Texte de la page →
━━━━━━━━━━
Démétrias, l'illustre vierge, romaine dont les veaux sacrés furent un si grand événement, avait reçu de Pélage une lettre qui inquiétait saint Augustin; elle formait comme un livre. L'évêque d'Hippone crut devoir s'adresser à la mère de Démétrias, pour la mettre en garde , elle et sa fille,, contre l'erreur. Alype se trouvait alors à Hippone ; Julienne lui avait écrit en même temps qu'à saint Augustin et voilà pourquoi la lettre qu'on va lire porte les noms des deus saints amis.

 

ALYPE ET AUGUSTIN A LA VÉNÉRABLE DAME EN JÉSUS-CHRIST, A JULIENNE LEUR ILLUSTRE FILLE, SALUT DANS LE SEIGNEUR.
━━━━━━━━━━
Données →
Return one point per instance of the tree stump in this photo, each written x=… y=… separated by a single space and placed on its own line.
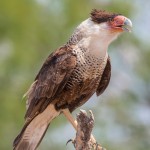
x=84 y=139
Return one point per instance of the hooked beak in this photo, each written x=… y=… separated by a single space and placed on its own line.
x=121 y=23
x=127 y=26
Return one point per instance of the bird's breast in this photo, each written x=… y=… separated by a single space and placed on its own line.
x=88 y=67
━━━━━━━━━━
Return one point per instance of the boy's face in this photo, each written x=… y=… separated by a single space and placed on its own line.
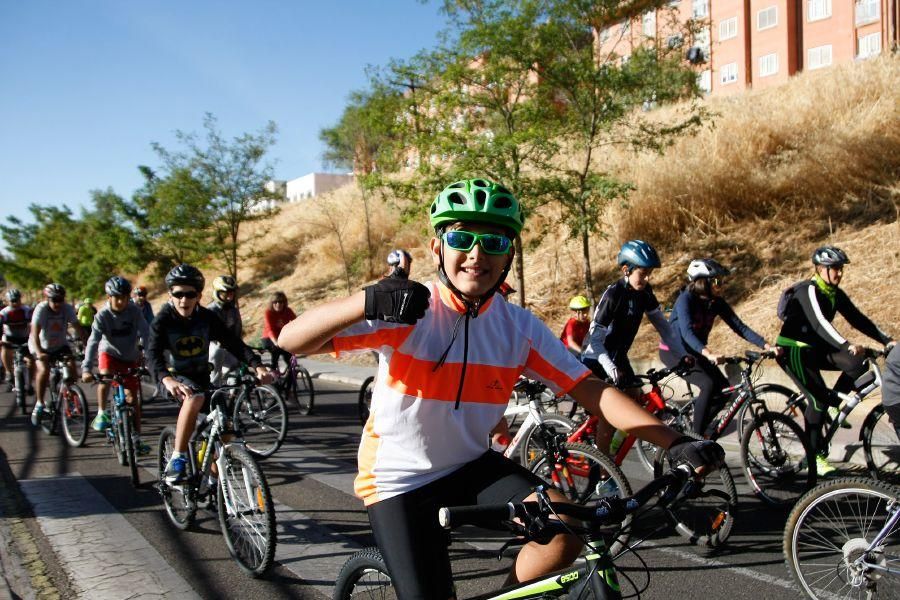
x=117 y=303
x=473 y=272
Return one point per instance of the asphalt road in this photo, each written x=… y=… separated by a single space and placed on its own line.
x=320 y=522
━━━━━━━━━━
Consigne →
Répondez à ces questions d'après le texte sur Démétrias :
(a) De qui Démétrias avait-elle reçu une lettre ?
(b) Où se trouvait Alype à ce moment-là ?
(c) À qui l'évêque d'Hippone crut-il devoir s'adresser ?
Le matériel qui précède est indépendant du texte de la page.

Réponse attendue →
(a) De Pélage.
(b) À Hippone.
(c) À la mère de Démétrias.